■ **About this exercise**:
Begin with the line holding "Target: woman", then print every line after it through the end of the data, exactly and with nothing added.

BEGIN Records shown

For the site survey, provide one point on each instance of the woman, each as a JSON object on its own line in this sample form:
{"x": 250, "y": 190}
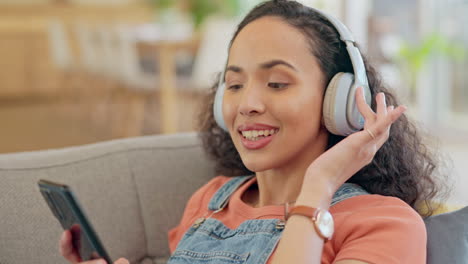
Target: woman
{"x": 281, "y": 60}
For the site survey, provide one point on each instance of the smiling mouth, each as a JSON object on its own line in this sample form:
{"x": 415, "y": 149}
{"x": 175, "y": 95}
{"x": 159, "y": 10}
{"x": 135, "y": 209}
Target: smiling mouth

END Records shown

■ **Answer for this exercise**:
Target: woman
{"x": 281, "y": 60}
For the site survey, provide one point on each instance of the smiling mouth, each as a JSON object on its own line in this sample form:
{"x": 415, "y": 149}
{"x": 175, "y": 95}
{"x": 159, "y": 10}
{"x": 135, "y": 209}
Target: smiling mouth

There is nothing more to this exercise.